What is asked: The line containing "point_to MUST place one pin on each instance of the green" marks the start; return it and every line after it in the listing below, exactly, through the last.

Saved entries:
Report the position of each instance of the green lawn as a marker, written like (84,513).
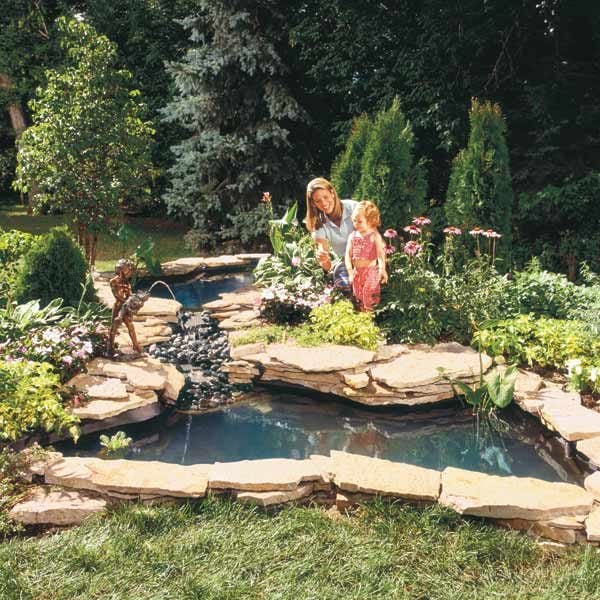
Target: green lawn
(167,235)
(219,549)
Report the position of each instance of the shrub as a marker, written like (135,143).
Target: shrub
(54,268)
(480,190)
(13,245)
(339,323)
(30,400)
(390,176)
(346,170)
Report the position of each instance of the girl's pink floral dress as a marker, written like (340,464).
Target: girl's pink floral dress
(365,286)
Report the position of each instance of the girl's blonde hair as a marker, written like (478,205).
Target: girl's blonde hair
(315,218)
(370,211)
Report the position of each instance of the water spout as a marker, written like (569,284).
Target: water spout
(166,285)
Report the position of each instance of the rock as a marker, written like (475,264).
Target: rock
(573,421)
(43,506)
(130,477)
(264,475)
(275,497)
(325,358)
(591,449)
(355,473)
(419,367)
(592,525)
(105,409)
(99,387)
(482,495)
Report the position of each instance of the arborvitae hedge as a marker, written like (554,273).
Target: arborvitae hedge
(480,190)
(390,176)
(346,170)
(54,268)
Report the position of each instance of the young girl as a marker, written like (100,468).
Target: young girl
(365,256)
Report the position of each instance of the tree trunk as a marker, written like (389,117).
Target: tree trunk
(17,120)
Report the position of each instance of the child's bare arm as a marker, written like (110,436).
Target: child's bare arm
(381,258)
(348,259)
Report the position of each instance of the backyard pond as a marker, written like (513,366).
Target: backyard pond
(284,425)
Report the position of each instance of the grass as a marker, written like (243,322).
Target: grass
(219,549)
(167,235)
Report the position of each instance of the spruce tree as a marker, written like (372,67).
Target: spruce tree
(233,100)
(480,189)
(390,176)
(346,170)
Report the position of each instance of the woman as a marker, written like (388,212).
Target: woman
(329,221)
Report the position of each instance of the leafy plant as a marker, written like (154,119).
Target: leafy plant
(54,268)
(31,400)
(116,445)
(339,323)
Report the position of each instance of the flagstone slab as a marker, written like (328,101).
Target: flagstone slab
(102,388)
(325,358)
(591,449)
(130,477)
(265,475)
(573,421)
(97,409)
(483,495)
(419,367)
(276,497)
(356,473)
(43,506)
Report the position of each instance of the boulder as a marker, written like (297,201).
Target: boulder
(43,506)
(355,473)
(482,495)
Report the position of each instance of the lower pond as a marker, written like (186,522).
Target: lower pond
(278,425)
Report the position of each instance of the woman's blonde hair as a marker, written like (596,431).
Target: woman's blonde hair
(315,218)
(371,212)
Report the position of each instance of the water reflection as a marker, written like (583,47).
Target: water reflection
(290,426)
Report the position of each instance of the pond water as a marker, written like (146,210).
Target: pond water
(282,425)
(193,294)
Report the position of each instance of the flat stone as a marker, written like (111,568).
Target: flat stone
(419,367)
(356,381)
(355,473)
(130,477)
(591,449)
(592,525)
(264,475)
(99,387)
(592,485)
(145,373)
(97,409)
(43,506)
(573,421)
(275,497)
(482,495)
(328,357)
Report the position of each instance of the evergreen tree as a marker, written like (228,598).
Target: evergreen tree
(234,100)
(390,176)
(345,172)
(480,190)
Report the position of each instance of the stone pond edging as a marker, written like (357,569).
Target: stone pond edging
(561,512)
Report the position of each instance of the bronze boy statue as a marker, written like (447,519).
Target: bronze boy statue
(122,311)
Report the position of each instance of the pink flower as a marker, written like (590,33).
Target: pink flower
(490,233)
(420,221)
(412,248)
(451,230)
(412,229)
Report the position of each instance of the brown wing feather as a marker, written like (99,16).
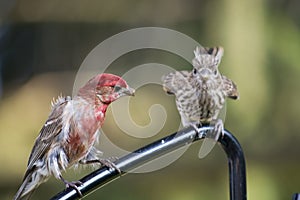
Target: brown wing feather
(230,88)
(173,81)
(50,130)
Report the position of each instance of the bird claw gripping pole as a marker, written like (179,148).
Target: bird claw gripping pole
(104,175)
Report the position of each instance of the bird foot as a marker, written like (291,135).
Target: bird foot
(218,130)
(105,162)
(108,163)
(73,184)
(196,126)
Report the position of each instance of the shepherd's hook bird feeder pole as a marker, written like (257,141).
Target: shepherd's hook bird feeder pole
(102,176)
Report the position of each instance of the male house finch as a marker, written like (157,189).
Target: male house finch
(68,136)
(200,94)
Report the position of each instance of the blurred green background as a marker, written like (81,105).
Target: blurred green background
(43,43)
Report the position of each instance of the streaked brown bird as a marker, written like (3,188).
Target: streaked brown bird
(200,94)
(70,132)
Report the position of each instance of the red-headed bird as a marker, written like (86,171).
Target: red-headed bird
(70,132)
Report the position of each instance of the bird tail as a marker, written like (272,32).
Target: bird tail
(31,181)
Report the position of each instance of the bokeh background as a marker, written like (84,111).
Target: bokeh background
(43,43)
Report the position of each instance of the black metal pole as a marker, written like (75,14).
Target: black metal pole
(237,166)
(161,147)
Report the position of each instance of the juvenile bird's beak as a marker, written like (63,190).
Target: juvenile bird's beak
(128,91)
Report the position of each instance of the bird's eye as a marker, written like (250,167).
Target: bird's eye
(117,88)
(194,71)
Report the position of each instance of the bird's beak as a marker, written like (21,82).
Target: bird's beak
(128,91)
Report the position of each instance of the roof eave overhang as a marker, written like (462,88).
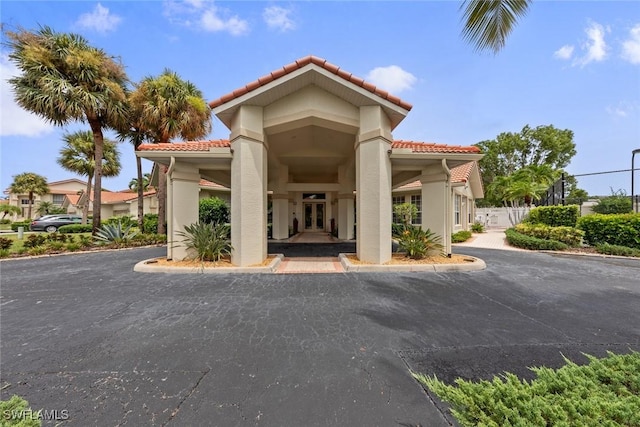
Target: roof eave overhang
(307,75)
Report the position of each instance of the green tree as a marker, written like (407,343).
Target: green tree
(48,208)
(9,210)
(29,183)
(78,155)
(134,183)
(511,152)
(63,79)
(163,108)
(488,23)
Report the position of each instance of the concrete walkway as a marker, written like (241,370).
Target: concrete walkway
(490,239)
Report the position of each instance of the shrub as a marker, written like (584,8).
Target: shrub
(150,223)
(207,241)
(73,247)
(568,235)
(76,228)
(213,210)
(25,224)
(460,236)
(529,242)
(477,227)
(605,392)
(5,243)
(116,234)
(617,203)
(608,249)
(555,216)
(17,405)
(55,246)
(124,220)
(85,241)
(37,250)
(619,229)
(418,243)
(397,229)
(34,240)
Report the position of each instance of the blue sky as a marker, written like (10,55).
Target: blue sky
(575,65)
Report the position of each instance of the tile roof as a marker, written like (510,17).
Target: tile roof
(300,63)
(186,146)
(460,173)
(430,147)
(121,196)
(416,147)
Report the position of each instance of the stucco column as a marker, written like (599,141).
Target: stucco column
(373,186)
(436,197)
(280,217)
(184,191)
(248,188)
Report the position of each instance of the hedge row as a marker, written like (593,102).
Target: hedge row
(568,235)
(555,216)
(616,229)
(528,242)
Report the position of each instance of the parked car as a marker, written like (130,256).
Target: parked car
(52,222)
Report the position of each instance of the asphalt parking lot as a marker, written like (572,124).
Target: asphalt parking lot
(87,335)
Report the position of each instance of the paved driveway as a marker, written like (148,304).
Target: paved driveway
(85,334)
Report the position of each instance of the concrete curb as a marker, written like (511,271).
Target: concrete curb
(148,266)
(474,265)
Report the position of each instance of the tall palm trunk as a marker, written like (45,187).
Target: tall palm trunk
(140,194)
(98,140)
(30,204)
(85,208)
(162,198)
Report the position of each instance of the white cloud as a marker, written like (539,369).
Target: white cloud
(565,52)
(100,20)
(392,78)
(204,15)
(14,121)
(595,47)
(278,18)
(623,109)
(631,46)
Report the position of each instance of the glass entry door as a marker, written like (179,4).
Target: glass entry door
(314,217)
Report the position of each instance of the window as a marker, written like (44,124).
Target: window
(456,209)
(417,202)
(395,201)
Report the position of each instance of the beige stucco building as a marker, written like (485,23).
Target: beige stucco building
(318,142)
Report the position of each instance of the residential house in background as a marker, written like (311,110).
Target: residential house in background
(58,190)
(311,144)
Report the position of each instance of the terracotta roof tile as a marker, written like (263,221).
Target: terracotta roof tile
(416,147)
(186,146)
(423,147)
(460,173)
(205,183)
(289,68)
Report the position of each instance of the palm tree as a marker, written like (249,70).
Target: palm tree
(135,186)
(9,210)
(63,79)
(488,23)
(166,107)
(78,155)
(29,183)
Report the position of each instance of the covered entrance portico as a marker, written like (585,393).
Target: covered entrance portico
(318,141)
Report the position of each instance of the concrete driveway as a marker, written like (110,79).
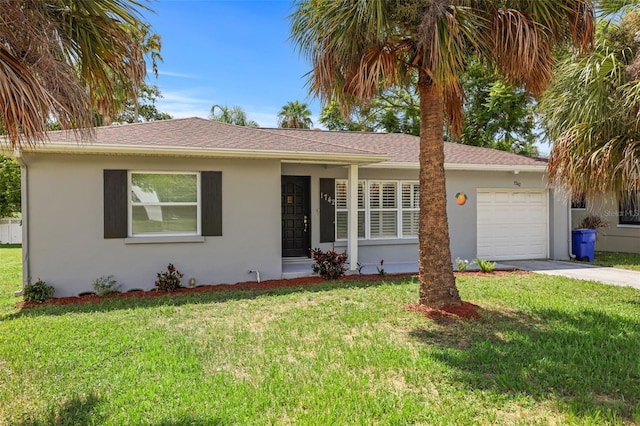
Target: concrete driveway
(580,271)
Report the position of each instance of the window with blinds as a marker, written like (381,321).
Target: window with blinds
(386,209)
(342,212)
(410,208)
(383,210)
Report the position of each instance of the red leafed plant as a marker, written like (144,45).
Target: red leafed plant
(330,264)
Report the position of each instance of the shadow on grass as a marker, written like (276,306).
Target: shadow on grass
(615,259)
(77,411)
(192,421)
(203,297)
(589,361)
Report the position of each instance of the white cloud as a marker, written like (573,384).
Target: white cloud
(173,74)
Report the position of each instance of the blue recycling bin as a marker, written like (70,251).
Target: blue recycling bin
(583,242)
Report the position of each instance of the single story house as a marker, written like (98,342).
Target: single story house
(228,204)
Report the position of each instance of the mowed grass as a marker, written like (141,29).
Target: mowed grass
(547,350)
(618,260)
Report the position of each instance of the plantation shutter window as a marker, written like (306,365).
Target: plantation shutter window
(386,209)
(383,212)
(342,212)
(410,209)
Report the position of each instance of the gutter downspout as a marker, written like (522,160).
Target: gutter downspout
(24,184)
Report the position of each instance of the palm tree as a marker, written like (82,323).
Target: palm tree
(58,58)
(231,115)
(591,115)
(358,48)
(295,115)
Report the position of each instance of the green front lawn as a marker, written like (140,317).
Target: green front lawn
(618,260)
(548,350)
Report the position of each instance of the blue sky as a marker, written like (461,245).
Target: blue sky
(232,52)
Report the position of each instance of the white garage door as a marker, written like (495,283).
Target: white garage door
(512,224)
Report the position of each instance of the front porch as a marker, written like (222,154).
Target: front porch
(296,267)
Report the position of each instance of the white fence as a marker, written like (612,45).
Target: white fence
(10,231)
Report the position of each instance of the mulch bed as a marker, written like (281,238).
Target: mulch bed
(249,285)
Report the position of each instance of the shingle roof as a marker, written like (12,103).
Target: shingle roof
(405,148)
(211,137)
(200,133)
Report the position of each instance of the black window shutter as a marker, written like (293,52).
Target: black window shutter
(115,204)
(211,193)
(327,210)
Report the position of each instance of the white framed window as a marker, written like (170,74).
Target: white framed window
(410,209)
(386,209)
(383,210)
(342,211)
(164,203)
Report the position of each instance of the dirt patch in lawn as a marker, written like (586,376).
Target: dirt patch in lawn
(249,285)
(465,311)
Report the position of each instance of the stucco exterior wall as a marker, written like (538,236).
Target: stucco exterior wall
(462,219)
(615,237)
(66,244)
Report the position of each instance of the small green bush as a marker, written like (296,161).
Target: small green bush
(463,264)
(592,222)
(485,265)
(329,265)
(105,285)
(170,279)
(38,292)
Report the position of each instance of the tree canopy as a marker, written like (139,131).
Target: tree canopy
(144,108)
(231,115)
(591,113)
(359,48)
(295,115)
(61,58)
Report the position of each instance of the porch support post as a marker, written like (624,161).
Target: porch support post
(352,221)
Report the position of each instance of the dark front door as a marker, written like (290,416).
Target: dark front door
(296,220)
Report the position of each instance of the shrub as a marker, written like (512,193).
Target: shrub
(463,264)
(169,280)
(329,265)
(592,222)
(485,265)
(38,292)
(105,285)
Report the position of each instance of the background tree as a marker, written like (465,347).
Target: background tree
(144,109)
(231,115)
(295,115)
(591,114)
(357,120)
(497,114)
(359,48)
(10,195)
(60,58)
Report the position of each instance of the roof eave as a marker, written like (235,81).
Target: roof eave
(109,149)
(468,167)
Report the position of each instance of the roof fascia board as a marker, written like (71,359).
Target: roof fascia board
(463,167)
(204,152)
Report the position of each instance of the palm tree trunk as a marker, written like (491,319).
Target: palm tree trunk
(437,283)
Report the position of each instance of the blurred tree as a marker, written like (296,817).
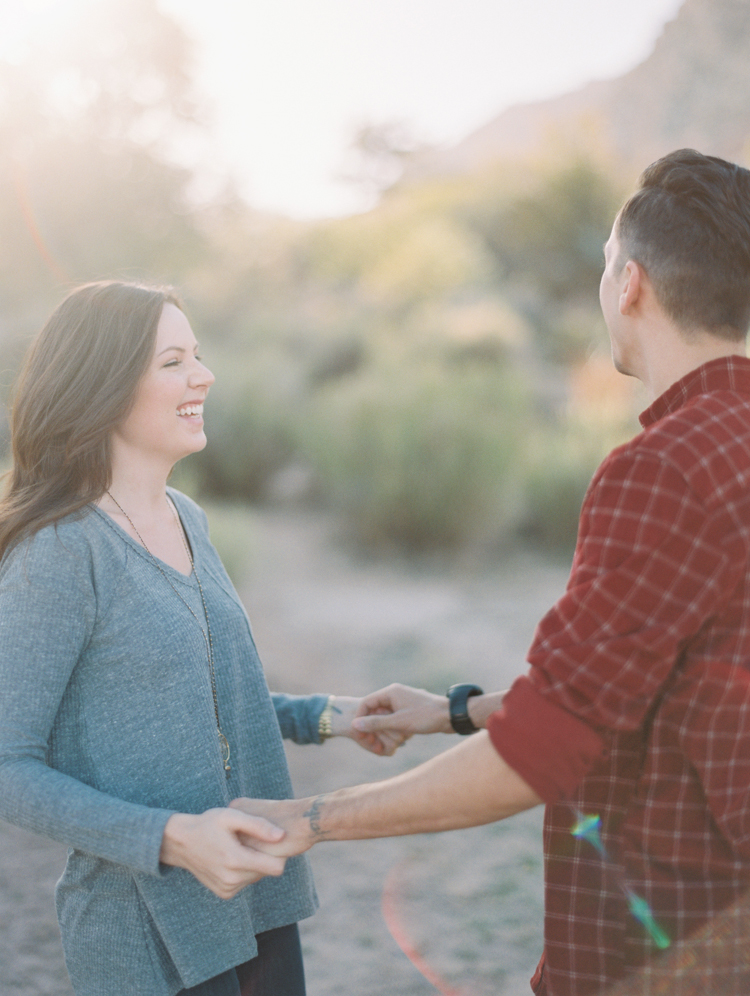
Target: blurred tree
(547,248)
(378,155)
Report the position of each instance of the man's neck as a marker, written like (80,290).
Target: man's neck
(678,358)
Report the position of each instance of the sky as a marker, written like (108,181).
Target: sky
(291,80)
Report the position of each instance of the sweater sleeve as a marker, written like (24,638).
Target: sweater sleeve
(652,564)
(298,716)
(47,616)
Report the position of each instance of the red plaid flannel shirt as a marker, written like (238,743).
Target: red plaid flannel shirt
(636,707)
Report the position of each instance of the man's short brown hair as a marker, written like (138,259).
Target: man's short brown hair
(688,226)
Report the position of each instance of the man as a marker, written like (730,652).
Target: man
(633,721)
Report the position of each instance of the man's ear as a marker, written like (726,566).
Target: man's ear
(632,286)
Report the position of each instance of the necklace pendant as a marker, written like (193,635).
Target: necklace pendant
(225,752)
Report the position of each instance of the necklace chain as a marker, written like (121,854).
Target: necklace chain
(224,743)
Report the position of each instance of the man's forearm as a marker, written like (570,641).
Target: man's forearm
(481,707)
(466,786)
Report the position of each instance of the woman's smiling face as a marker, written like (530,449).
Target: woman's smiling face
(166,421)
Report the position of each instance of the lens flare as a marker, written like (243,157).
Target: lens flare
(589,828)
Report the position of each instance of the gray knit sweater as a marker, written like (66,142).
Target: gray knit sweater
(107,727)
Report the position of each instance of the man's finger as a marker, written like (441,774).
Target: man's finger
(375,723)
(257,827)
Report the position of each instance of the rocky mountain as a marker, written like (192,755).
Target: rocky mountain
(693,90)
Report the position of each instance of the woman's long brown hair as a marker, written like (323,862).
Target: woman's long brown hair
(79,381)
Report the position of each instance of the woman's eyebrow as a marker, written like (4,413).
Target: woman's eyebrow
(178,349)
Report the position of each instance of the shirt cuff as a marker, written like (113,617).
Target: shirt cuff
(547,746)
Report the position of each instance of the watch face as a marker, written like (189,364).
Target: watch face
(458,696)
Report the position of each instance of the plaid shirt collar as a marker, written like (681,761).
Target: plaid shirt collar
(728,373)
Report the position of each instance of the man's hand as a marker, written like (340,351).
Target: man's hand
(221,848)
(343,710)
(399,709)
(297,818)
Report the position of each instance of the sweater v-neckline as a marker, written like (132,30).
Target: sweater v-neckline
(188,579)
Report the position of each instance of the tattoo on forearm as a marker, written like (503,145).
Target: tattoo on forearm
(313,814)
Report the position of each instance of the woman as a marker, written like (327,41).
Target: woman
(133,704)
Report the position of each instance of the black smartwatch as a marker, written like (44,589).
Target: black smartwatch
(458,696)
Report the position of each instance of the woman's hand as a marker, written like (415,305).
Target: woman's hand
(299,819)
(217,848)
(402,710)
(343,710)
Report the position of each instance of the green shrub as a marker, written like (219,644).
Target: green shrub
(421,456)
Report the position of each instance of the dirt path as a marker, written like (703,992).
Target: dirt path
(470,901)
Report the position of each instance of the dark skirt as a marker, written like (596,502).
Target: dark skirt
(275,971)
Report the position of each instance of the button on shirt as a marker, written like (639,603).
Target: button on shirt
(636,707)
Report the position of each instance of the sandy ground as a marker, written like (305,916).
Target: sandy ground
(470,902)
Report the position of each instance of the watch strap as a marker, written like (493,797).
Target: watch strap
(458,698)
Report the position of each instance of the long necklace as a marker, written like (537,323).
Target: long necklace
(224,743)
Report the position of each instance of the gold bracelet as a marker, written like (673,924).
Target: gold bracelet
(325,723)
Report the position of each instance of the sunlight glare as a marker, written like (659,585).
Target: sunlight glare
(26,23)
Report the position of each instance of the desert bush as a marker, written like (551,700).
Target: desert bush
(421,456)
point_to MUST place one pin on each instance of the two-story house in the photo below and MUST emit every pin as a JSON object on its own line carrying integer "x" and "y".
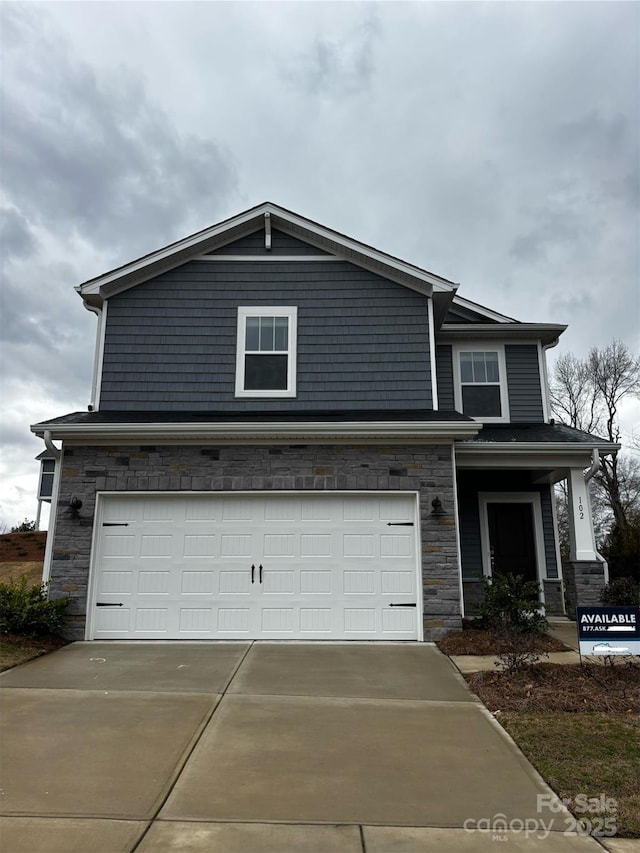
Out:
{"x": 293, "y": 435}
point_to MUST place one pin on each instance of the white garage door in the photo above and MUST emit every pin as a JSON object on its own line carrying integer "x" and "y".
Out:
{"x": 256, "y": 566}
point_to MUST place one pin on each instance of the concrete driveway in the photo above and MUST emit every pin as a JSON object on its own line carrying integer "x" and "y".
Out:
{"x": 259, "y": 747}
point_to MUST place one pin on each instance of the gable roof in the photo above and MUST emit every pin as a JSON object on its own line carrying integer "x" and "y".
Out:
{"x": 96, "y": 290}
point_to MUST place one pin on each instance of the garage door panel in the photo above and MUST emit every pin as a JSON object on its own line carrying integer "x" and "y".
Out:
{"x": 115, "y": 583}
{"x": 113, "y": 620}
{"x": 316, "y": 582}
{"x": 234, "y": 582}
{"x": 316, "y": 620}
{"x": 358, "y": 545}
{"x": 360, "y": 620}
{"x": 156, "y": 545}
{"x": 199, "y": 545}
{"x": 279, "y": 545}
{"x": 236, "y": 545}
{"x": 197, "y": 583}
{"x": 331, "y": 567}
{"x": 278, "y": 582}
{"x": 233, "y": 620}
{"x": 398, "y": 620}
{"x": 152, "y": 620}
{"x": 280, "y": 620}
{"x": 118, "y": 545}
{"x": 359, "y": 583}
{"x": 196, "y": 620}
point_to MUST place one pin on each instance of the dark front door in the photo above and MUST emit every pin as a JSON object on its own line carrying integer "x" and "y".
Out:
{"x": 511, "y": 539}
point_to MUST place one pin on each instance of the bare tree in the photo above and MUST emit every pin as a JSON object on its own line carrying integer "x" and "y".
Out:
{"x": 586, "y": 394}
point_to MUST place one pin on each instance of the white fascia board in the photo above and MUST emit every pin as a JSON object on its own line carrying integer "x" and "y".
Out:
{"x": 371, "y": 431}
{"x": 521, "y": 332}
{"x": 476, "y": 308}
{"x": 547, "y": 455}
{"x": 133, "y": 273}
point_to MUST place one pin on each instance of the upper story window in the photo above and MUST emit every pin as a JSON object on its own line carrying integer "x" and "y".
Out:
{"x": 266, "y": 351}
{"x": 480, "y": 383}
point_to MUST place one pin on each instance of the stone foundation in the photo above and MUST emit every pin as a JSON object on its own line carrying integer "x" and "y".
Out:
{"x": 553, "y": 597}
{"x": 583, "y": 581}
{"x": 425, "y": 469}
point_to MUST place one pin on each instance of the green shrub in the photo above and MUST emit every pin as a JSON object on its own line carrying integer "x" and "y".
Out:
{"x": 25, "y": 527}
{"x": 621, "y": 592}
{"x": 512, "y": 605}
{"x": 25, "y": 610}
{"x": 511, "y": 609}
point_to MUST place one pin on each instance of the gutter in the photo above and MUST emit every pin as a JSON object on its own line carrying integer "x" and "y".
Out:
{"x": 55, "y": 489}
{"x": 374, "y": 431}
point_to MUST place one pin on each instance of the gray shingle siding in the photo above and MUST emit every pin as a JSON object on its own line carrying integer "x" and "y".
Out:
{"x": 170, "y": 342}
{"x": 281, "y": 244}
{"x": 523, "y": 380}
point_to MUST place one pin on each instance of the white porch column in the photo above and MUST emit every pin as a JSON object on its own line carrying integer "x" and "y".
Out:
{"x": 582, "y": 544}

Problem solution:
point_to MUST place one pin on each instance of the green shrub in the photo above and MUST emit every pin as a JSON object on its own line carrying integer "x" and "y".
Out:
{"x": 25, "y": 527}
{"x": 621, "y": 592}
{"x": 512, "y": 605}
{"x": 25, "y": 610}
{"x": 511, "y": 609}
point_to MUST place one pin on each instance of the gutter in the photo above and MUST emit every pin as a JSON object on its own line carrying integer "x" and "y".
Out:
{"x": 55, "y": 489}
{"x": 374, "y": 431}
point_to MUST place one pin on each instance of the gray shingle siding in the photo above and MUST emit every pin as a JSON object on its own line carrying integer "x" and "y".
Out:
{"x": 170, "y": 342}
{"x": 281, "y": 244}
{"x": 523, "y": 380}
point_to MUST place one pin on each instance of the white porch column in the photo above and MUST emit every pin as a JSON object on its own line carrying integer "x" and "y".
Out:
{"x": 582, "y": 544}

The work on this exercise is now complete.